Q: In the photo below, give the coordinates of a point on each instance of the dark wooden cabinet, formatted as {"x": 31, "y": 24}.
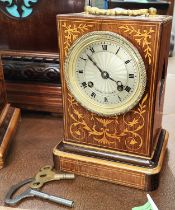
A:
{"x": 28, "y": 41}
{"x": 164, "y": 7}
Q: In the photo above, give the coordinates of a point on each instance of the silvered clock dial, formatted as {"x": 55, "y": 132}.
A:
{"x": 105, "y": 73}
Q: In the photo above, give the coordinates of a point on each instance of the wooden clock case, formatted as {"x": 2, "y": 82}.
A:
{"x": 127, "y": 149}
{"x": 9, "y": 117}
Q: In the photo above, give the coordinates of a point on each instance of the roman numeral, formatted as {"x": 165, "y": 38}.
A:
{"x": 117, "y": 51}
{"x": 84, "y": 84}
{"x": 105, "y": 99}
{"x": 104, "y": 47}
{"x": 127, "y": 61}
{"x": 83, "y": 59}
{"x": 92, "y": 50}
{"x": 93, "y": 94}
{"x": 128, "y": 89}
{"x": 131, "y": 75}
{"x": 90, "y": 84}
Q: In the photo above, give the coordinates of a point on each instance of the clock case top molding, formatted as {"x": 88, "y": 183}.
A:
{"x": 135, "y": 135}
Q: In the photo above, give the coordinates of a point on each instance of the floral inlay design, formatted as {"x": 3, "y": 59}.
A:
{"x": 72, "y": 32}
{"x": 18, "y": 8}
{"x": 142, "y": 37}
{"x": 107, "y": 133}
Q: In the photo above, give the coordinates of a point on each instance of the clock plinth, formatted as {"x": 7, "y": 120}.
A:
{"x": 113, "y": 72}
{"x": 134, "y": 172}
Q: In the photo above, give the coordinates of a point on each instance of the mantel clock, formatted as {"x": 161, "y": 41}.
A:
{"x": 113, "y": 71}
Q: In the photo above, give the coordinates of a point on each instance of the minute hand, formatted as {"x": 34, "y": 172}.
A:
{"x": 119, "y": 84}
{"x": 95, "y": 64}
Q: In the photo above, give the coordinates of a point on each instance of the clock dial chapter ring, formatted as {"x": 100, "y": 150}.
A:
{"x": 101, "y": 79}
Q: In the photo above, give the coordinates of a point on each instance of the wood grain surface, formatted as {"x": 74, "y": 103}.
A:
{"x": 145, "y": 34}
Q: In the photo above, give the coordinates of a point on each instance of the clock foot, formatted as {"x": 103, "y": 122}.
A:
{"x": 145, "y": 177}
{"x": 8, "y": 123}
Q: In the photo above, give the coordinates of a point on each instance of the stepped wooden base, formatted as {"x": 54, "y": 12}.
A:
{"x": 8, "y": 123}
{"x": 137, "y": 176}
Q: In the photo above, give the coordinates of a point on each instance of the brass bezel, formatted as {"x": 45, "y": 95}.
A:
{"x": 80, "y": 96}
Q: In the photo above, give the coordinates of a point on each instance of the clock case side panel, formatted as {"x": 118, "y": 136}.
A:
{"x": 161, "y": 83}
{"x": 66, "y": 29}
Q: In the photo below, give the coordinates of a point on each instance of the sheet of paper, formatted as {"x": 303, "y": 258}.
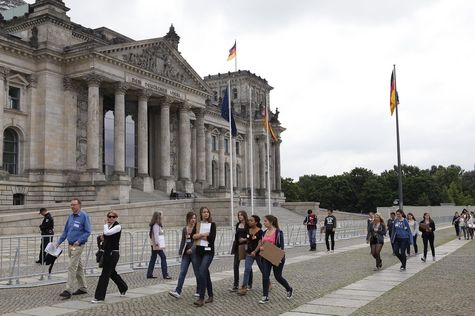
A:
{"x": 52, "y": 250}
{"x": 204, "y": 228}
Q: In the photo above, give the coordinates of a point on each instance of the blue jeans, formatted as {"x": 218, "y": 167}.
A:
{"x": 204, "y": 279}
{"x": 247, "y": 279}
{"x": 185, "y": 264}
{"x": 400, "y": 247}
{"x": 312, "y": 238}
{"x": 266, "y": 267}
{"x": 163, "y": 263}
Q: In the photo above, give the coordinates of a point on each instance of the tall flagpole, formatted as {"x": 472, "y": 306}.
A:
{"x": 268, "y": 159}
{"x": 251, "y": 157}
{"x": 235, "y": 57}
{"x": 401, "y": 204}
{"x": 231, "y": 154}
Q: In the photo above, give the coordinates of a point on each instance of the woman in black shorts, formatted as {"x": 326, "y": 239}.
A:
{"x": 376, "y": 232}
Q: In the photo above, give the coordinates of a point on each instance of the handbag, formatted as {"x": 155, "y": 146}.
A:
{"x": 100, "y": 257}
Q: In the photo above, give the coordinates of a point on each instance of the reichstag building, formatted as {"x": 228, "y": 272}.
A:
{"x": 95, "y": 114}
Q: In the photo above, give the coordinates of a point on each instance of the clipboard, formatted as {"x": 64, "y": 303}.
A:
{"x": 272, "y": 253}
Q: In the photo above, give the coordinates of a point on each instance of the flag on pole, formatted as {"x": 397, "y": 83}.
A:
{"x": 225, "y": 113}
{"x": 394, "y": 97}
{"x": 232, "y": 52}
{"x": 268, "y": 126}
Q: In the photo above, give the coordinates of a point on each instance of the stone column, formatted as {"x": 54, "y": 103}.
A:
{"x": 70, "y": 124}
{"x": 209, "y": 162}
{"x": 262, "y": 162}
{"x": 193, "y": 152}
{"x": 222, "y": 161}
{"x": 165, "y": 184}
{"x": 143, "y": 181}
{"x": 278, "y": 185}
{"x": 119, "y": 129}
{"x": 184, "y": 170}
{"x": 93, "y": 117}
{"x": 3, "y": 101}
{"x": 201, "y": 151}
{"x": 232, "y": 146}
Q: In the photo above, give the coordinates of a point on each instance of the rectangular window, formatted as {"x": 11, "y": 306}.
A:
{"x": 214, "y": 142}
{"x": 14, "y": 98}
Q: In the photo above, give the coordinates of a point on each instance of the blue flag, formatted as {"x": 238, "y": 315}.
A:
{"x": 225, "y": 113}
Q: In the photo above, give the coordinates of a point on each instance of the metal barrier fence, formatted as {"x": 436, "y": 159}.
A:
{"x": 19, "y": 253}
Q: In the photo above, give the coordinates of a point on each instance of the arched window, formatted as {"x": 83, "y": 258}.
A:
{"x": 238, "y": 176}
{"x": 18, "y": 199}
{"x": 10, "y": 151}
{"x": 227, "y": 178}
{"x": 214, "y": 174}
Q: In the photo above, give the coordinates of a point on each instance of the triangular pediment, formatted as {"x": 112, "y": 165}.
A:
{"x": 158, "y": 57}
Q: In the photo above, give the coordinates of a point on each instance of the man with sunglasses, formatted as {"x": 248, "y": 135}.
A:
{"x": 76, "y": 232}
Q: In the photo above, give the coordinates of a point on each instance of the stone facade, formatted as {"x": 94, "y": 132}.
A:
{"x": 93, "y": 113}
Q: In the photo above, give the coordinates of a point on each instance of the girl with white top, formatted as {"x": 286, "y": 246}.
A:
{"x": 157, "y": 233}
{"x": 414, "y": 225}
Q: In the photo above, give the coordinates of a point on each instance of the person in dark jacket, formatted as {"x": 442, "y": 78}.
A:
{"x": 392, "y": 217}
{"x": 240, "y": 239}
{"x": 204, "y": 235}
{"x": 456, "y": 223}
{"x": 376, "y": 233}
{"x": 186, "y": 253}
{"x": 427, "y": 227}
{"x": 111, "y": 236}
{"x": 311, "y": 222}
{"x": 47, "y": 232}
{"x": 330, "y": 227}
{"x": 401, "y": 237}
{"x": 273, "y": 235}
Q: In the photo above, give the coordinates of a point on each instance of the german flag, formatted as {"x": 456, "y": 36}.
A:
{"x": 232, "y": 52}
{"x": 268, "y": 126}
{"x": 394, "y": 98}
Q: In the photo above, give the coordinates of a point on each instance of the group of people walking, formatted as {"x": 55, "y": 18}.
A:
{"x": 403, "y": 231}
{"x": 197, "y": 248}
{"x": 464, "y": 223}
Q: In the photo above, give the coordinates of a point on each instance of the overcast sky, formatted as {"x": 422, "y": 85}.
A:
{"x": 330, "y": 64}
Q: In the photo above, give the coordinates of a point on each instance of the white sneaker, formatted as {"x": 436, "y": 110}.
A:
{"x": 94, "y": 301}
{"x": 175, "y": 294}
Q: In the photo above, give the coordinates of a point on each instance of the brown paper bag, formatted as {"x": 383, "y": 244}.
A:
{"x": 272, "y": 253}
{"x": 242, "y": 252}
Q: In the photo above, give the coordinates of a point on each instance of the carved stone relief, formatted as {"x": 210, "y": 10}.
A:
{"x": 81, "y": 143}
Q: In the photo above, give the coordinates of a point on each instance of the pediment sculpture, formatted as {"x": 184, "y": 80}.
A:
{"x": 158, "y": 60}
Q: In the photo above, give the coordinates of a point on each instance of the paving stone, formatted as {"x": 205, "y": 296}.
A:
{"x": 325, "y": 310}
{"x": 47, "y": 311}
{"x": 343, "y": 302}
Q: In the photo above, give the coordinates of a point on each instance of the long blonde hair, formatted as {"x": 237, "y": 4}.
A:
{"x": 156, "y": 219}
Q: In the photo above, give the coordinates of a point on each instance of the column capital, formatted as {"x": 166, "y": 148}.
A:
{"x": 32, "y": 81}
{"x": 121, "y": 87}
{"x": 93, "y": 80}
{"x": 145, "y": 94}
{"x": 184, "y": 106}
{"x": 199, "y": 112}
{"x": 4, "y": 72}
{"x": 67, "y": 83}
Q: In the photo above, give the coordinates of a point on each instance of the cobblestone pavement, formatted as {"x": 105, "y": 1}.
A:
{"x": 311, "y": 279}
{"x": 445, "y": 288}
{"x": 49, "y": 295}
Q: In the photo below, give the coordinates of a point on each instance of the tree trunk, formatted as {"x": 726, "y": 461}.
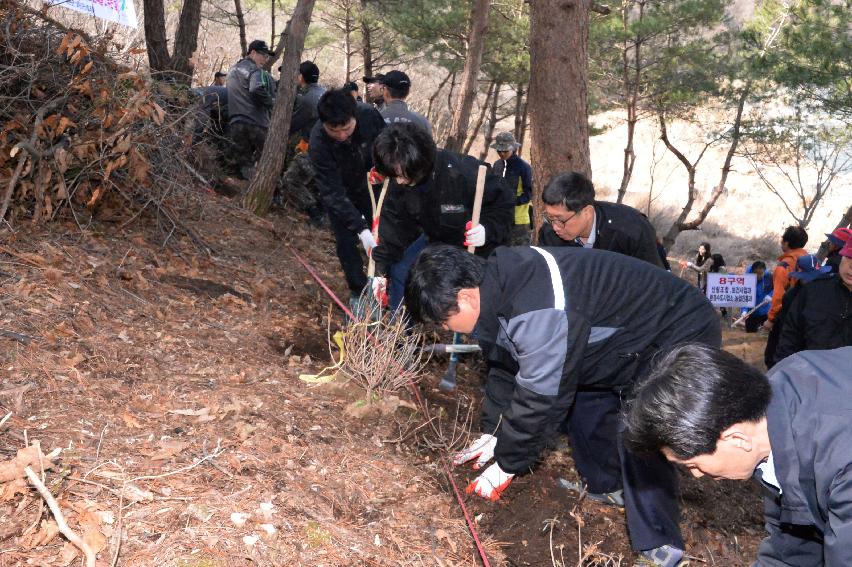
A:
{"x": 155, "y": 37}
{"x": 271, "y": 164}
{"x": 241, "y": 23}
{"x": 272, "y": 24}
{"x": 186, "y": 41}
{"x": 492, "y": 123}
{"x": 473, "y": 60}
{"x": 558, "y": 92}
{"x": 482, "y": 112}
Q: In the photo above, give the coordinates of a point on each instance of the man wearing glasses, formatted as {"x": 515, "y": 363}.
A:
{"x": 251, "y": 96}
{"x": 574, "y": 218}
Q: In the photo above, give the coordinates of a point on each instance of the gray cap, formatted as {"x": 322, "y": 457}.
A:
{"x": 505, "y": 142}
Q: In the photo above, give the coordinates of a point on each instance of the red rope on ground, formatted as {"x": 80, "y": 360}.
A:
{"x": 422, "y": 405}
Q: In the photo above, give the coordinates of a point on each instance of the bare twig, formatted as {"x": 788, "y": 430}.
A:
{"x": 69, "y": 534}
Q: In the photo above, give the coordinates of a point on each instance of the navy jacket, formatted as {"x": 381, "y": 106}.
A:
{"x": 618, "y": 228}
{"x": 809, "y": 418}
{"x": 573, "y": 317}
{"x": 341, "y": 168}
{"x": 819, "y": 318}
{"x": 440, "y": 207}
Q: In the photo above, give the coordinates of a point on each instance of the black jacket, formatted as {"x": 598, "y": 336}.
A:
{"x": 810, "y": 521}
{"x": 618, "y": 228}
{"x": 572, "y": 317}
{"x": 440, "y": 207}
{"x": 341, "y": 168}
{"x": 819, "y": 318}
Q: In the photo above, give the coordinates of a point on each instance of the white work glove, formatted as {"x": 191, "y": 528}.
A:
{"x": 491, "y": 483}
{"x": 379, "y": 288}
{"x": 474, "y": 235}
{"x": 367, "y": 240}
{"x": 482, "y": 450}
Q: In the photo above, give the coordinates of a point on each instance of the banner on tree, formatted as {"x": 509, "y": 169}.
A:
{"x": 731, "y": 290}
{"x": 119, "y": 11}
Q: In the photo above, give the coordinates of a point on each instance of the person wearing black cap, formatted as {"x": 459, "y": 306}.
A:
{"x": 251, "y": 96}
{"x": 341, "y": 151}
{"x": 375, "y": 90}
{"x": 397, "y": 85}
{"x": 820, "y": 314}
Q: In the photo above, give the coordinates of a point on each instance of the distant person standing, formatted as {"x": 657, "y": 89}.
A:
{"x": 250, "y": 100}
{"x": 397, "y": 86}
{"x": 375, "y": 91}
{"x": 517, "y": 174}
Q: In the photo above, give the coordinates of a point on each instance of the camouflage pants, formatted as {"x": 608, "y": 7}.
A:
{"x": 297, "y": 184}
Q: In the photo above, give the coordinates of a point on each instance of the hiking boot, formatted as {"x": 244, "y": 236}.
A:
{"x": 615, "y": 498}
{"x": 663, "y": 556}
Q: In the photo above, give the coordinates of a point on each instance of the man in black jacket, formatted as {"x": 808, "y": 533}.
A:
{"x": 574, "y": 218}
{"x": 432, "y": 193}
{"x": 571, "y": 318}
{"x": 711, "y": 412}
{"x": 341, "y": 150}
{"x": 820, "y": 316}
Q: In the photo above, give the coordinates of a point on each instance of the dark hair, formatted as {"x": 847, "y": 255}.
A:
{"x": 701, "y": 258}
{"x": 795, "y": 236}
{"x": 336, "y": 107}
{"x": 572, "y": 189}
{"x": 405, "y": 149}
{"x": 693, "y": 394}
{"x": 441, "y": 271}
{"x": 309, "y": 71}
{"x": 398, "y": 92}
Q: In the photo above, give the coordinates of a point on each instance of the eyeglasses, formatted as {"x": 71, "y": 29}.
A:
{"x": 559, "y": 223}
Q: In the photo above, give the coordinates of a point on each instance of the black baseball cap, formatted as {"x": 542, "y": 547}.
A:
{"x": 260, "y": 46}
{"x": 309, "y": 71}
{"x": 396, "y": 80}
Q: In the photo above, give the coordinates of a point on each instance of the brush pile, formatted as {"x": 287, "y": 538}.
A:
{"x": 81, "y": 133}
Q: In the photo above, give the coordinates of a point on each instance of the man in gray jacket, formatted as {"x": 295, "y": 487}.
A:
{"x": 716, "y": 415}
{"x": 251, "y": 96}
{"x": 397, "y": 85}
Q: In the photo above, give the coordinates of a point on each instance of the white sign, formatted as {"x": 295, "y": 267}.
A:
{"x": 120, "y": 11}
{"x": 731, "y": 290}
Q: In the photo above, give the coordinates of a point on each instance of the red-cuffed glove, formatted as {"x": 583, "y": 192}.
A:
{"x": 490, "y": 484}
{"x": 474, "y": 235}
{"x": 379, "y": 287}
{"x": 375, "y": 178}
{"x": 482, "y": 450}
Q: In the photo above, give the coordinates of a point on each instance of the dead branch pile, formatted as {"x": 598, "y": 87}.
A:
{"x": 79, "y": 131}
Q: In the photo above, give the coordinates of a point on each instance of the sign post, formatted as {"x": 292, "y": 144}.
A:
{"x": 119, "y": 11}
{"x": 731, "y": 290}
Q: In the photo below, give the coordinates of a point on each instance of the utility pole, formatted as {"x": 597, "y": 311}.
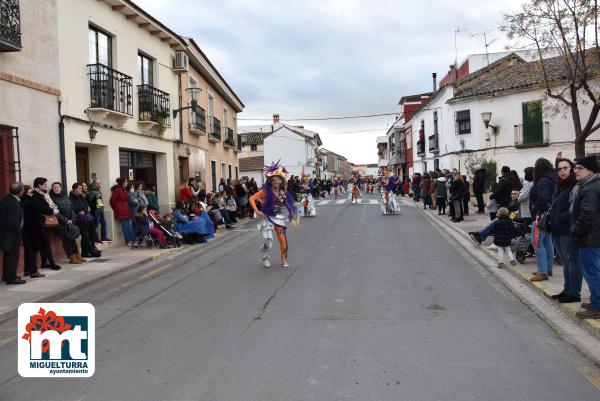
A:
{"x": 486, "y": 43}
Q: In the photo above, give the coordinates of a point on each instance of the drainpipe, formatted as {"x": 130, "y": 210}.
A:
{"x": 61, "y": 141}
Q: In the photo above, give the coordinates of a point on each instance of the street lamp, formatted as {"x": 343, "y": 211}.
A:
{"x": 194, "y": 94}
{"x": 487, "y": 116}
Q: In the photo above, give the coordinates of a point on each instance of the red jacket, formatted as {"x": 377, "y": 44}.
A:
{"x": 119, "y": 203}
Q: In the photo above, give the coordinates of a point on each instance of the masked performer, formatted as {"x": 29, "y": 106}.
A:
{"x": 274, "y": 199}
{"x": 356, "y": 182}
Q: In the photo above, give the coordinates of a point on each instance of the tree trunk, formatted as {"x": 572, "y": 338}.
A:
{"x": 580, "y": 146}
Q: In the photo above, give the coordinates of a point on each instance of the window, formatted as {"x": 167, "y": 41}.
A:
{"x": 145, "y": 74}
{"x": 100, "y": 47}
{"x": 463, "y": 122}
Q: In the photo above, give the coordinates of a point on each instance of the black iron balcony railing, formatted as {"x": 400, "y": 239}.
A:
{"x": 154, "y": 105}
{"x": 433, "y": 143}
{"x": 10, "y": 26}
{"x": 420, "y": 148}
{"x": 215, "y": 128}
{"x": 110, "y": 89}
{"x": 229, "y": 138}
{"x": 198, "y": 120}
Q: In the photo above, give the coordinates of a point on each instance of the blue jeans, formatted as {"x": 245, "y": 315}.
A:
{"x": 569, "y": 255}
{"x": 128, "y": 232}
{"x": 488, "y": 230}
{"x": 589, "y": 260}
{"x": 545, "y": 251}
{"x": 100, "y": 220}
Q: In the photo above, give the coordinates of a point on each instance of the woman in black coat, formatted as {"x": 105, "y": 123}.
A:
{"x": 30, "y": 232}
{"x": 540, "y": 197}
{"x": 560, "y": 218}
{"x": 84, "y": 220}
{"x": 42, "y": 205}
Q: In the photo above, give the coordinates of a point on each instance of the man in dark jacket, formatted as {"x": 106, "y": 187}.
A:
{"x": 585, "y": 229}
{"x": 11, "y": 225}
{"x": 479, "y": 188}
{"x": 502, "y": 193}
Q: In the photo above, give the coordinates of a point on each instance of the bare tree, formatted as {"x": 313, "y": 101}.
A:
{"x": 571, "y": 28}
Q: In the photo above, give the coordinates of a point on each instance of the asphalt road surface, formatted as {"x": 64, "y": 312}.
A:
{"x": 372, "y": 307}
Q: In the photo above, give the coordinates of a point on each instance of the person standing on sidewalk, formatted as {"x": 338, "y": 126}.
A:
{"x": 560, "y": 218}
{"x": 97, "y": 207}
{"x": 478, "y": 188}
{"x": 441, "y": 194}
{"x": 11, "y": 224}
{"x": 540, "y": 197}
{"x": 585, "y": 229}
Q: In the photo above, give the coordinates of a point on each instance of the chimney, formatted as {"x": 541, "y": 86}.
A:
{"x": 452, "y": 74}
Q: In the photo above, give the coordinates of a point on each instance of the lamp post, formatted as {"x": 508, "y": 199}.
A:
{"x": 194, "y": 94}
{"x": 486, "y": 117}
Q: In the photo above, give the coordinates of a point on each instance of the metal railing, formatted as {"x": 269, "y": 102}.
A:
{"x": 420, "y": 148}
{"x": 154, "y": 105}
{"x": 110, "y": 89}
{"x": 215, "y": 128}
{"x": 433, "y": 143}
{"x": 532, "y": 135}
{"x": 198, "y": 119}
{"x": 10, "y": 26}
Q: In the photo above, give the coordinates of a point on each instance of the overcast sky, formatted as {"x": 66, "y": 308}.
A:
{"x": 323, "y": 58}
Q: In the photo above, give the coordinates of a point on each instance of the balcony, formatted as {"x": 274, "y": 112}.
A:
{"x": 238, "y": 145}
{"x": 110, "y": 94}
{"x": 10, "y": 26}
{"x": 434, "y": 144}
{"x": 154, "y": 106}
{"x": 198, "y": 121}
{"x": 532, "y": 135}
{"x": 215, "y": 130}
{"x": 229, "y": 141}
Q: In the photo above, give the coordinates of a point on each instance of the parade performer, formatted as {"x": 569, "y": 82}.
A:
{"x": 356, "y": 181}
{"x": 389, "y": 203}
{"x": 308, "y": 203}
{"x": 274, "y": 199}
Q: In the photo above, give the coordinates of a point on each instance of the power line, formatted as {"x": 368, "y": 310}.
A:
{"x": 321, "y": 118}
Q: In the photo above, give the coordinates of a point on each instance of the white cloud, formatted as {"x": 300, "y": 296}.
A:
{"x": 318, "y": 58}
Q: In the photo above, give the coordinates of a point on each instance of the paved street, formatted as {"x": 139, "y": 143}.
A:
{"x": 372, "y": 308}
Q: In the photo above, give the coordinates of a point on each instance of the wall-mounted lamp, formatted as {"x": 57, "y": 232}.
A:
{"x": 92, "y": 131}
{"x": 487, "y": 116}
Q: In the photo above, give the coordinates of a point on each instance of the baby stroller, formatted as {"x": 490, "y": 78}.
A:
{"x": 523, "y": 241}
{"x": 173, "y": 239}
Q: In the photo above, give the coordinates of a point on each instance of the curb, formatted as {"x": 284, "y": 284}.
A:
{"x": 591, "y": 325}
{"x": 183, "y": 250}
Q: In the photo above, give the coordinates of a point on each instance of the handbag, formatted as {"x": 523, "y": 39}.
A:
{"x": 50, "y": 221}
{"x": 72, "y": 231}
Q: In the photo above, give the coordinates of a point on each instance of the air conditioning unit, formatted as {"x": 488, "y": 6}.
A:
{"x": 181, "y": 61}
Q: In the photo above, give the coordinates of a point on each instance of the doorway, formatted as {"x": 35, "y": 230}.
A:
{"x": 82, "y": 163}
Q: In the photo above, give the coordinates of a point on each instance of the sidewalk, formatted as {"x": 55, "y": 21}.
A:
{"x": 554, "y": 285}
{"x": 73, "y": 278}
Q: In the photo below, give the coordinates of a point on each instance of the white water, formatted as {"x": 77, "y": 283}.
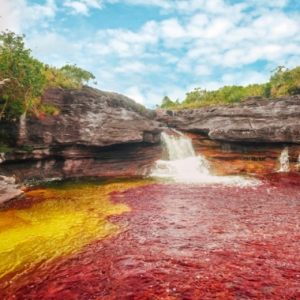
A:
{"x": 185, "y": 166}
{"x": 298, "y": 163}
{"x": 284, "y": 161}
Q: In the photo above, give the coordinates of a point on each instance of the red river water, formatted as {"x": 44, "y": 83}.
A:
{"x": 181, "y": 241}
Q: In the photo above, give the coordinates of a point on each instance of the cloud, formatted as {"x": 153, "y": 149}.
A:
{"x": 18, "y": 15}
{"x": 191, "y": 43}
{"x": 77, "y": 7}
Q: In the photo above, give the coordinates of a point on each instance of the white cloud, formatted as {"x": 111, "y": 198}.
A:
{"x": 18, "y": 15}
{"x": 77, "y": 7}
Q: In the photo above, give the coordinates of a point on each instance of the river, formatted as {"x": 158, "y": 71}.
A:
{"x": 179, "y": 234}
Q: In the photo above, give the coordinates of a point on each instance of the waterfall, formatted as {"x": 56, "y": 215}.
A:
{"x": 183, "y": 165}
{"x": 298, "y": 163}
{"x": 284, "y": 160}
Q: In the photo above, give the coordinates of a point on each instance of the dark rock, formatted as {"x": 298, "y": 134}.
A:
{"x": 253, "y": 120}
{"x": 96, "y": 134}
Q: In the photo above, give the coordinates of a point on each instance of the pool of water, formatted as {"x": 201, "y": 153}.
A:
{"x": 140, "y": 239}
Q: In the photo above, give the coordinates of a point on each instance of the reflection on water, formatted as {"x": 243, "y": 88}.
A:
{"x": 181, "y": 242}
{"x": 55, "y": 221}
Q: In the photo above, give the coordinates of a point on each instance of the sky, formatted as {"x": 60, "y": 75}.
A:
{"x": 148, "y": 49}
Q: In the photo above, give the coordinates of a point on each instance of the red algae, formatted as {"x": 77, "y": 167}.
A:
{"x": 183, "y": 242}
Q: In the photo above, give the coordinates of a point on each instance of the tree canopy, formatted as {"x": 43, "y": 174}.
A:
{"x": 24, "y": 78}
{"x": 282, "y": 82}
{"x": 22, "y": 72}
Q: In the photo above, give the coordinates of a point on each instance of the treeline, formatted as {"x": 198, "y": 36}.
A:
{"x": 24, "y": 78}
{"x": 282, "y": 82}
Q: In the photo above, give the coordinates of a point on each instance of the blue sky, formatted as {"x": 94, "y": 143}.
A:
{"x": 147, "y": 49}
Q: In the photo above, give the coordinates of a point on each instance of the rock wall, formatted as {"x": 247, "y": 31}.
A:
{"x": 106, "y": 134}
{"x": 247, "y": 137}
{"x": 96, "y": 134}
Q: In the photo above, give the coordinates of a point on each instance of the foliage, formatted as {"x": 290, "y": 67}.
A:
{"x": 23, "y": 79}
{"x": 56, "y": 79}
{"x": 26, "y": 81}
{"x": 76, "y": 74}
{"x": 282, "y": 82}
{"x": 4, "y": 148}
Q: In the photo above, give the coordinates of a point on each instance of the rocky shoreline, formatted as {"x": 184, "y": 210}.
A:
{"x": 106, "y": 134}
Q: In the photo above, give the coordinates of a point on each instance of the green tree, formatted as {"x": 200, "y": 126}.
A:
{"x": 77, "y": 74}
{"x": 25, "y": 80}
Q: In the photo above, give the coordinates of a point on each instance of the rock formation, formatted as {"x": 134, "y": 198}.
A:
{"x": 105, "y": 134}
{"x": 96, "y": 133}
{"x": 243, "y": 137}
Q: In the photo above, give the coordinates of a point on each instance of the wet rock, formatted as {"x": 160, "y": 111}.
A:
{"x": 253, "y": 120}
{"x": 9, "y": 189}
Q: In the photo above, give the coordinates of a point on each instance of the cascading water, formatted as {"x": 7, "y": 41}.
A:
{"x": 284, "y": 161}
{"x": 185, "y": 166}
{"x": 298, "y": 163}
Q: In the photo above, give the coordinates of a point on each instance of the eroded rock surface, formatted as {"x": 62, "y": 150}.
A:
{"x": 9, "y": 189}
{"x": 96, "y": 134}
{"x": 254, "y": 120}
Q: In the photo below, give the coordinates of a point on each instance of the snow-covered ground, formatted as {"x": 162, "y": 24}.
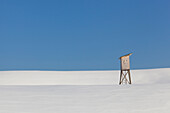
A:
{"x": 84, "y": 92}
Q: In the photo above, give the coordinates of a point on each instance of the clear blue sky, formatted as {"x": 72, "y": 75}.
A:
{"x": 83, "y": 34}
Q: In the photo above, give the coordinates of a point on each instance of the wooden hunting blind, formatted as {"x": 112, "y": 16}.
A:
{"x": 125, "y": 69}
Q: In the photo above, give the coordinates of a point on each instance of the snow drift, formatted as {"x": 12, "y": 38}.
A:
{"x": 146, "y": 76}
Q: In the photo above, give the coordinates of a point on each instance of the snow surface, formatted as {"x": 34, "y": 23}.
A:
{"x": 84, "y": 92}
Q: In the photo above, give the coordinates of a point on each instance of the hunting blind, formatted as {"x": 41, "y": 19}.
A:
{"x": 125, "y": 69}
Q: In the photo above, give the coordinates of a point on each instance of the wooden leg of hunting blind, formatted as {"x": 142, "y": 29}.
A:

Task brief: One number is the full answer: how many lines of the records include the string "paper".

Result for this exercise: 2